● **EXCERPT PROVIDED**
Designing Data Cubes - Part 2

In Part 1, we looked at identifying the facts and dimensions in your data. The next step is to organize the data elements into distinct cubes.

Step 2 - Pick the Grain of the Fact Table

In data cubes, grain is not referring to wheat. Grain refers to the level of detail that the facts describe. Every fact in a fact table should be at the same grain. For instance, with time one fact could measure a daily amount and another could measure an annual amount. If you need both types of measures in your data warehouse, it is best to use two fact tables at a minimum.

This principle is key for designing data cubes. Each star schema only contains one fact table, so if your data demands multiple fact tables then your data mart will require multiple cubes. Do not try to jam different grains of data into a single cube as it will cause a lot of hassles when you try to query it.

For example, financial data may be budgeted at the monthly level but actual expenses may be tracked at a weekly level. The temptation is to pack them into a single cube because the budget reports contain both actual and budgeted expenses. Do not fall into that trap. Keep the fact table grains consistent and separate, and then combine the data from both cubes when it's time to build the report.

Even though grain is always discussed in the context of the fact table, it really is the dimensions that determine grain. Like the example above, the Time dimension determines the lowest possible grain in its associated fact table. If Time only contains months and years, then the fact table cannot store data at a daily grain. Similarly, if the Geography dimension only goes to the Province level of detail, the fact table cannot store data at the City level.

Aren't Multi-Grain Fact Tables Healthy?

What's the big deal? Why can't I mix the grains in one fact table if they are regularly needed together for reporting? Multi-grain bagels are supposed to be good for me, so why not multi-grain cubes?

(Saved entries)
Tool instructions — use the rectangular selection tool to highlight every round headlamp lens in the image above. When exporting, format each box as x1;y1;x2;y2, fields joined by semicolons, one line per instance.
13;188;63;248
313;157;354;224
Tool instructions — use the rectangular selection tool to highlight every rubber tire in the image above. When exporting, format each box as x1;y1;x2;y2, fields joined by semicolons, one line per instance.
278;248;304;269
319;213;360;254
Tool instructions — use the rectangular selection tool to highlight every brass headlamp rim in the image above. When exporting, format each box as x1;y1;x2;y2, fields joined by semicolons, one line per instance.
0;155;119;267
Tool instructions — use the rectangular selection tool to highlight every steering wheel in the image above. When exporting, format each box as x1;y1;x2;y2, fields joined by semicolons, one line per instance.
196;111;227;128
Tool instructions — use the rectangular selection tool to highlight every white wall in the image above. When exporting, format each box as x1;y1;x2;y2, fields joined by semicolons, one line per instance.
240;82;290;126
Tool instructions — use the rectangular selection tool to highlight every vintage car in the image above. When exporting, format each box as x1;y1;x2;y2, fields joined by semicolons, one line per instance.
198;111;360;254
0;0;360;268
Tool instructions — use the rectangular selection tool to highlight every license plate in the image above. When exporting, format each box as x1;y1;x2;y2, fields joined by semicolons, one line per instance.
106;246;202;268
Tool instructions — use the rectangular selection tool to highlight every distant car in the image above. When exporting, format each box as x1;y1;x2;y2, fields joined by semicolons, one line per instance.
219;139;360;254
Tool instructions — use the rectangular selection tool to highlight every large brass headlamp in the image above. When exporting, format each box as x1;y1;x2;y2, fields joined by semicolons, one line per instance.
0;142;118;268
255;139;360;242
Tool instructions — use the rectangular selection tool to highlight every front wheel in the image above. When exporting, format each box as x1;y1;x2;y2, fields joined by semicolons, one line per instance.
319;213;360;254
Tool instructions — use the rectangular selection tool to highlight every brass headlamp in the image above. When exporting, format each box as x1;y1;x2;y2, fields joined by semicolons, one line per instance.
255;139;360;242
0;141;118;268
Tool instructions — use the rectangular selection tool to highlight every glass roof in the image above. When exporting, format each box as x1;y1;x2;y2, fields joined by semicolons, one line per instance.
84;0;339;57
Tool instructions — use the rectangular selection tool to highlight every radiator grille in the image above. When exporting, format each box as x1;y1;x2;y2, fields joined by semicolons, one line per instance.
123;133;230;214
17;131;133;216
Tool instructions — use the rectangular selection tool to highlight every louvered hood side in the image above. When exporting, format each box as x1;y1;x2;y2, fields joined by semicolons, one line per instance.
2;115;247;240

● **TO DO**
1/ Answer these from the data cube design excerpt:
(a) What does grain refer to?
(b) How many fact tables does each star schema contain?
(c) In the financial data example, at what level may data be budgeted, and at what level may actual expenses be tracked?
2/ Rewrite everything from "Designing Data Cubes - Part" down to "to query it." in the data cube design excerpt, changing "star schema" to "snowflake schema".
Rely only on the data cube design excerpt.

● **THE RESULTS**
1/
(a) The level of detail that the facts describe.
(b) Only one.
(c) Data may be budgeted at the monthly level, and actual expenses may be tracked at a weekly level.

2/
Designing Data Cubes - Part 2

In Part 1, we looked at identifying the facts and dimensions in your data. The next step is to organize the data elements into distinct cubes.

Step 2 - Pick the Grain of the Fact Table

In data cubes, grain is not referring to wheat. Grain refers to the level of detail that the facts describe. Every fact in a fact table should be at the same grain. For instance, with time one fact could measure a daily amount and another could measure an annual amount. If you need both types of measures in your data warehouse, it is best to use two fact tables at a minimum.

This principle is key for designing data cubes. Each snowflake schema only contains one fact table, so if your data demands multiple fact tables then your data mart will require multiple cubes. Do not try to jam different grains of data into a single cube as it will cause a lot of hassles when you try to query it.